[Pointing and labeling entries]
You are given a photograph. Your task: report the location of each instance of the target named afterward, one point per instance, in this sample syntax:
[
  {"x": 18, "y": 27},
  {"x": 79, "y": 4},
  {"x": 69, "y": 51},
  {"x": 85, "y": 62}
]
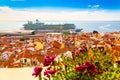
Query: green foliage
[{"x": 23, "y": 39}]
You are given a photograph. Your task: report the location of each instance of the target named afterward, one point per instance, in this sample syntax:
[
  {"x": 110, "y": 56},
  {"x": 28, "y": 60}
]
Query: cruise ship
[{"x": 42, "y": 27}]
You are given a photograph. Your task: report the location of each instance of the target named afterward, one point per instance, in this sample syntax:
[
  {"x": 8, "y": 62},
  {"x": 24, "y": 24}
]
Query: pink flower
[
  {"x": 80, "y": 68},
  {"x": 77, "y": 52},
  {"x": 90, "y": 67},
  {"x": 37, "y": 71},
  {"x": 48, "y": 60},
  {"x": 48, "y": 72}
]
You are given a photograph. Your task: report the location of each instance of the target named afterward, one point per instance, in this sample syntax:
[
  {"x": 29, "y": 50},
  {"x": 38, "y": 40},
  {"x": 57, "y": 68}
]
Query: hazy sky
[{"x": 60, "y": 9}]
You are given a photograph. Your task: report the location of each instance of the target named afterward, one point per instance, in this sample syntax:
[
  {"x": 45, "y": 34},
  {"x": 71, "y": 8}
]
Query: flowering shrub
[{"x": 93, "y": 64}]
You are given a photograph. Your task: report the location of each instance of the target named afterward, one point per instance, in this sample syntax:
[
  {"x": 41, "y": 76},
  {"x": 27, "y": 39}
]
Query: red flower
[
  {"x": 37, "y": 71},
  {"x": 48, "y": 72},
  {"x": 48, "y": 60},
  {"x": 80, "y": 68},
  {"x": 77, "y": 52},
  {"x": 90, "y": 67}
]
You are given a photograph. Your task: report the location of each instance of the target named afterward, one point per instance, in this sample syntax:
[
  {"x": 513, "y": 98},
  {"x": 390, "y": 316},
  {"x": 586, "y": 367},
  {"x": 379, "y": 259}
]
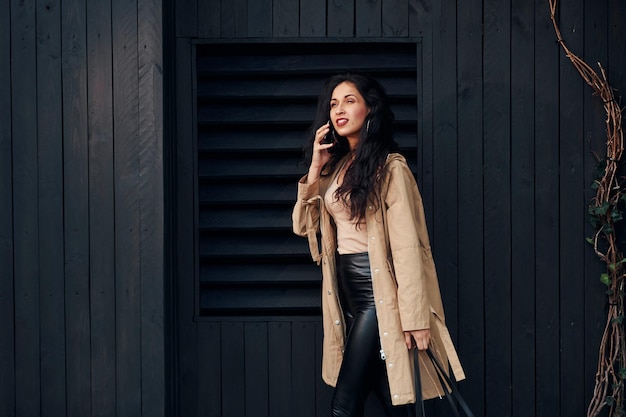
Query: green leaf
[{"x": 616, "y": 216}]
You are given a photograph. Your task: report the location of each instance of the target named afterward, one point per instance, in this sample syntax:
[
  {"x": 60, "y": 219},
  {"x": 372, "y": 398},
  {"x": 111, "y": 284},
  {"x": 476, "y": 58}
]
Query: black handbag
[{"x": 448, "y": 384}]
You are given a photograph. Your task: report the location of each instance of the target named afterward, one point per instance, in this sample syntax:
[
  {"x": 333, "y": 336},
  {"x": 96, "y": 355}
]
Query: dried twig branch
[{"x": 609, "y": 388}]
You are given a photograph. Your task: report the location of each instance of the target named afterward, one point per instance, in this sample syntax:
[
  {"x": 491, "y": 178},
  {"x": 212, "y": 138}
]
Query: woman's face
[{"x": 348, "y": 111}]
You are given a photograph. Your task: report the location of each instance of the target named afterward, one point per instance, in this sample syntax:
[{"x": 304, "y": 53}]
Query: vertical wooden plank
[
  {"x": 312, "y": 18},
  {"x": 303, "y": 373},
  {"x": 471, "y": 317},
  {"x": 233, "y": 17},
  {"x": 152, "y": 216},
  {"x": 50, "y": 161},
  {"x": 7, "y": 326},
  {"x": 188, "y": 17},
  {"x": 279, "y": 342},
  {"x": 101, "y": 207},
  {"x": 286, "y": 16},
  {"x": 340, "y": 20},
  {"x": 127, "y": 207},
  {"x": 185, "y": 248},
  {"x": 260, "y": 23},
  {"x": 209, "y": 18},
  {"x": 76, "y": 203},
  {"x": 233, "y": 361},
  {"x": 395, "y": 20},
  {"x": 546, "y": 213},
  {"x": 497, "y": 206},
  {"x": 423, "y": 19},
  {"x": 445, "y": 221},
  {"x": 208, "y": 391},
  {"x": 25, "y": 202},
  {"x": 573, "y": 209},
  {"x": 257, "y": 369},
  {"x": 369, "y": 15},
  {"x": 522, "y": 208}
]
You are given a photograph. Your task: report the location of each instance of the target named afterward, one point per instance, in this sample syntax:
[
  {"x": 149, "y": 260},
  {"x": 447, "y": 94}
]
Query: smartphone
[{"x": 330, "y": 136}]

Problem to work on:
Copy the records word for word, leaving no picture in the copy.

Response:
You are given a photograph. Your task: report the location of each instance of the target named afterward, one point per instance, in this sample syntax:
[
  {"x": 18, "y": 27},
  {"x": 79, "y": 4},
  {"x": 69, "y": 51},
  {"x": 85, "y": 62}
]
Query: green foliage
[{"x": 23, "y": 39}]
You are given a photograph. Your task: report the location of each instance of the target named afterward, one point per instance, in this sample syntax:
[
  {"x": 110, "y": 56},
  {"x": 28, "y": 60}
]
Query: cruise ship
[{"x": 42, "y": 27}]
You are given a photograph. Your task: report the location of each instance of the target named afterward, one point per instance, in this sample syntax:
[
  {"x": 8, "y": 62},
  {"x": 24, "y": 24}
]
Query: pink flower
[
  {"x": 80, "y": 68},
  {"x": 77, "y": 52},
  {"x": 90, "y": 67},
  {"x": 37, "y": 71},
  {"x": 48, "y": 60},
  {"x": 48, "y": 72}
]
You are given a photograph. Your task: report the location of each instance of the target named afterward, one point per instance, in this sample syntax:
[
  {"x": 29, "y": 50},
  {"x": 38, "y": 40},
  {"x": 57, "y": 68}
]
Query: hazy sky
[{"x": 60, "y": 9}]
You are given a photograph. Your task: report the location of each instance of the target named afterward, one point per instance, in this sample syntax:
[
  {"x": 45, "y": 34},
  {"x": 71, "y": 8}
]
Query: flowering shrub
[{"x": 93, "y": 64}]
You are given a photograph. Your task: report the location of each instance of the target named afterward, one point per instance, in this sample syntax:
[
  {"x": 41, "y": 76},
  {"x": 27, "y": 39}
]
Query: red flower
[
  {"x": 37, "y": 71},
  {"x": 48, "y": 72},
  {"x": 48, "y": 60},
  {"x": 80, "y": 68},
  {"x": 77, "y": 52},
  {"x": 90, "y": 67}
]
You are given a photograph. Your task: report the location of each instance of the target named afterward, one point per instance, in this sample syntax:
[
  {"x": 513, "y": 98},
  {"x": 390, "y": 316},
  {"x": 586, "y": 367},
  {"x": 379, "y": 259}
]
Query: green leaf
[{"x": 616, "y": 216}]
You are given a photograph. Your task: report the location of each instance of the target named afterward, one point per instance, in this sample syntax:
[
  {"x": 60, "y": 219},
  {"x": 372, "y": 398},
  {"x": 111, "y": 284},
  {"x": 476, "y": 58}
]
Query: black handbag
[{"x": 448, "y": 384}]
You are given a photograph. Your task: report the location of each instance of the target named afterward, one point per instance, in this sample syntax:
[
  {"x": 333, "y": 336},
  {"x": 96, "y": 355}
]
Query: dried twig branch
[{"x": 609, "y": 388}]
You are given a photograph. Your task: report the location of each instance of the target named afterward, one point per instance, in this sample syntax:
[
  {"x": 491, "y": 178},
  {"x": 212, "y": 138}
]
Query: woman's face
[{"x": 348, "y": 111}]
You are given a photograph. Your task: report the location of each instance of the target named afterward, one point per instance, in this sample syntax:
[{"x": 304, "y": 53}]
Query: vertical wooden plank
[
  {"x": 312, "y": 18},
  {"x": 303, "y": 373},
  {"x": 471, "y": 317},
  {"x": 233, "y": 17},
  {"x": 152, "y": 216},
  {"x": 50, "y": 161},
  {"x": 7, "y": 326},
  {"x": 188, "y": 17},
  {"x": 279, "y": 342},
  {"x": 101, "y": 207},
  {"x": 286, "y": 16},
  {"x": 340, "y": 20},
  {"x": 127, "y": 207},
  {"x": 185, "y": 248},
  {"x": 260, "y": 23},
  {"x": 209, "y": 18},
  {"x": 76, "y": 203},
  {"x": 233, "y": 361},
  {"x": 395, "y": 20},
  {"x": 546, "y": 213},
  {"x": 497, "y": 206},
  {"x": 423, "y": 19},
  {"x": 445, "y": 221},
  {"x": 208, "y": 391},
  {"x": 25, "y": 202},
  {"x": 573, "y": 209},
  {"x": 257, "y": 369},
  {"x": 369, "y": 15},
  {"x": 522, "y": 208}
]
You are given a photograph. Your task: report the location of each instance of the target named afterward, one point per instance, in this sample syntax:
[
  {"x": 149, "y": 260},
  {"x": 447, "y": 94}
]
Query: smartphone
[{"x": 330, "y": 136}]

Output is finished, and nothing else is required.